• _Task item_
From the very first line down to the line containing "Target: crispy bacon piece", write out the material exactly as it appears, and no more.

╔══

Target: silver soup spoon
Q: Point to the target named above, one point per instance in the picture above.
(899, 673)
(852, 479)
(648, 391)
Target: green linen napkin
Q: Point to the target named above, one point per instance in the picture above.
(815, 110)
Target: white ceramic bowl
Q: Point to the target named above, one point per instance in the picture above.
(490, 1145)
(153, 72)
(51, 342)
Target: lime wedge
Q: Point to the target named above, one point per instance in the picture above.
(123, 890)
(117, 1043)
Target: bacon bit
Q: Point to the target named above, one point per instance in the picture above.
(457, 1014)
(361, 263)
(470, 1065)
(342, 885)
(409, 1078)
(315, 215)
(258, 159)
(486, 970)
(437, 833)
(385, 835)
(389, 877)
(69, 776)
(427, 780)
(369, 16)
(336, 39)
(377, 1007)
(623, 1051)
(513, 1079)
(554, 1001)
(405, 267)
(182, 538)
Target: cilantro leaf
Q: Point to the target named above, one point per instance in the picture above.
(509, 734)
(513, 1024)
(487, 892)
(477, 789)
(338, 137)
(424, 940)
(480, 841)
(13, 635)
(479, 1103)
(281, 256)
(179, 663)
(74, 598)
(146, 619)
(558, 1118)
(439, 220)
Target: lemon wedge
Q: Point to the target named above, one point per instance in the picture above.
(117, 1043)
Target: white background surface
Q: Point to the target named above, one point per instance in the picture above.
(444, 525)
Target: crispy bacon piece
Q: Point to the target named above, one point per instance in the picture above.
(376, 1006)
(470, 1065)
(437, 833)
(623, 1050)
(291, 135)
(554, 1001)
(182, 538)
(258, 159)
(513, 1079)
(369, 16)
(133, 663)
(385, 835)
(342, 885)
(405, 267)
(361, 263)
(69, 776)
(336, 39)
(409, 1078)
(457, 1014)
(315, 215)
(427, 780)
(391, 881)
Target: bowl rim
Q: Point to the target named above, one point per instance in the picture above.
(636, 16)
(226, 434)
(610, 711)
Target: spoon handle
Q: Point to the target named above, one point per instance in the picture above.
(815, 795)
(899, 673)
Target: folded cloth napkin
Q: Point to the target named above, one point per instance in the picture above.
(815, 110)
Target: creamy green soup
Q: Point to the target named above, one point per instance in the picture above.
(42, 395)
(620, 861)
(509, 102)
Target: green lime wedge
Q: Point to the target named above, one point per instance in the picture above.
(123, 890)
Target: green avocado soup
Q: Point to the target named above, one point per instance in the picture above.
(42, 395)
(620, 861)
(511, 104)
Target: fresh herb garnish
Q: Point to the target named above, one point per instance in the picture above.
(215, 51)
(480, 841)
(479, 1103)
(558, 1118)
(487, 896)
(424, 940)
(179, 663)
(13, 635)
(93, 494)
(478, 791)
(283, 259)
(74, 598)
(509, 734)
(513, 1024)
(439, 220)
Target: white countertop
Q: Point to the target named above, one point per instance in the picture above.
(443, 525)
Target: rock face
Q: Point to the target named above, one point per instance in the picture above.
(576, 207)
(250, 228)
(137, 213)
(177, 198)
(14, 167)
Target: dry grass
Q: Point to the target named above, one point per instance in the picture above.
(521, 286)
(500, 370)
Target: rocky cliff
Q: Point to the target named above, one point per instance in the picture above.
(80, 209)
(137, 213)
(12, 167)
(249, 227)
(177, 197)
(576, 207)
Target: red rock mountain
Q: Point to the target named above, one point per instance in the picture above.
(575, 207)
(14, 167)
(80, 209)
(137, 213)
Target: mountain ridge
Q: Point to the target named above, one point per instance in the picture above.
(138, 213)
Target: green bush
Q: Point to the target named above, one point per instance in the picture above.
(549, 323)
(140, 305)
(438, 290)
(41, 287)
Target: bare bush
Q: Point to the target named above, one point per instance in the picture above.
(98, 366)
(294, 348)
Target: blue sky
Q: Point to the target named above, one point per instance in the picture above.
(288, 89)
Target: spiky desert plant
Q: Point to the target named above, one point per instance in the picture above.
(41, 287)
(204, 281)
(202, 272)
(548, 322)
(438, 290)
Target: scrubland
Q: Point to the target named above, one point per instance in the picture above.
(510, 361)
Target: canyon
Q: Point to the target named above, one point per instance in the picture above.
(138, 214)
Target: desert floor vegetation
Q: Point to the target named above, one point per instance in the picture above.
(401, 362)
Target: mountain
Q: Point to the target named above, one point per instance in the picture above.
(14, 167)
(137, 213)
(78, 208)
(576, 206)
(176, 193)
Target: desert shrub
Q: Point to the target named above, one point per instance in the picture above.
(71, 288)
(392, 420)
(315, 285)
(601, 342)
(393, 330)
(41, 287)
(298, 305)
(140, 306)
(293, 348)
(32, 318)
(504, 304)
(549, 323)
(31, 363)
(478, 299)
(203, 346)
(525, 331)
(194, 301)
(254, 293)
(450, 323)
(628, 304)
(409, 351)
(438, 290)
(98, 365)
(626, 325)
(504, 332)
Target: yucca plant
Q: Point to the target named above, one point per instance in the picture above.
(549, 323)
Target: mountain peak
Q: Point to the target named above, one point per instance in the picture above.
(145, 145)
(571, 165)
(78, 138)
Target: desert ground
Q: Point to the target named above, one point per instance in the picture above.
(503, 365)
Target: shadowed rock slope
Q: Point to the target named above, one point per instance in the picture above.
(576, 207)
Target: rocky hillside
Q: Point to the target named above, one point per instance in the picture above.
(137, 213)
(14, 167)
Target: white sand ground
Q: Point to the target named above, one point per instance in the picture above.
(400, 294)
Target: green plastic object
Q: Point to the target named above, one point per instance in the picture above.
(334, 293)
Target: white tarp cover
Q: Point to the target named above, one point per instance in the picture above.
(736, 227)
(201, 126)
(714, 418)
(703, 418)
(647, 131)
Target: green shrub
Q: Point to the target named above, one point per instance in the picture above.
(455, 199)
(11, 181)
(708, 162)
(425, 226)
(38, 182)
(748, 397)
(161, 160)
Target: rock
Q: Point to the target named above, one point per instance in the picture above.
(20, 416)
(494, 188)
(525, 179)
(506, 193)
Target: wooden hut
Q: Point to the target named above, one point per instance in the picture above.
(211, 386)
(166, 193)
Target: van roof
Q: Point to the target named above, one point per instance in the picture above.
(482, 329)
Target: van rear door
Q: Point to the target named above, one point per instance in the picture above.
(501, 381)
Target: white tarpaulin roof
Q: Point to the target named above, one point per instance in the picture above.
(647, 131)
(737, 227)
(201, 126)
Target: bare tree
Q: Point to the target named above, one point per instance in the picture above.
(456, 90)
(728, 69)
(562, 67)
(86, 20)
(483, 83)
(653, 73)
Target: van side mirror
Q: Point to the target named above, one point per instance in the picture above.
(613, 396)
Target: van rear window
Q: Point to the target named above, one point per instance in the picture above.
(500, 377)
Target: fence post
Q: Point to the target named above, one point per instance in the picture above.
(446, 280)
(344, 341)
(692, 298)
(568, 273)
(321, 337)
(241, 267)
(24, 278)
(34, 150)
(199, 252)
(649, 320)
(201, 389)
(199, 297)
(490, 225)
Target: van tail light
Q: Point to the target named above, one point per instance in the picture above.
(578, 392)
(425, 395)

╚══

• _Response to this exercise_
Target: silver soup spoon
Q: Point to the target named above, one point per instance in the picture above.
(899, 673)
(852, 479)
(648, 391)
Target: green linen napkin
Q: Point to the target named above, one point per instance in the picture above.
(815, 110)
Target: white ceramic bowl
Q: Point to the target named above, one point per instance in the picture above.
(490, 1145)
(153, 72)
(51, 342)
Target: lime wedge
Q: Point to the target named above, one point per instance in the picture above.
(123, 890)
(117, 1043)
Target: bacon bit
Q: Point to the target named above, one point per instance in the picture above.
(457, 1014)
(361, 263)
(470, 1065)
(342, 885)
(409, 1078)
(315, 215)
(258, 159)
(486, 970)
(437, 833)
(385, 835)
(389, 877)
(69, 776)
(427, 780)
(369, 16)
(336, 39)
(377, 1007)
(623, 1051)
(513, 1079)
(554, 1001)
(405, 267)
(182, 538)
Target: cilantro leaf
Q: Point to the target named above, one point per instance in the picture above.
(509, 734)
(513, 1024)
(487, 892)
(477, 789)
(338, 137)
(424, 940)
(480, 841)
(13, 635)
(479, 1103)
(281, 256)
(179, 663)
(74, 598)
(146, 619)
(558, 1118)
(439, 220)
Target: lemon wedge
Q: Point to the target named above, one point per instance in the picture above.
(117, 1043)
Target: white background surface
Q: Point to the target named above, one point per instance in the picture above.
(444, 525)
Target: crispy bacon piece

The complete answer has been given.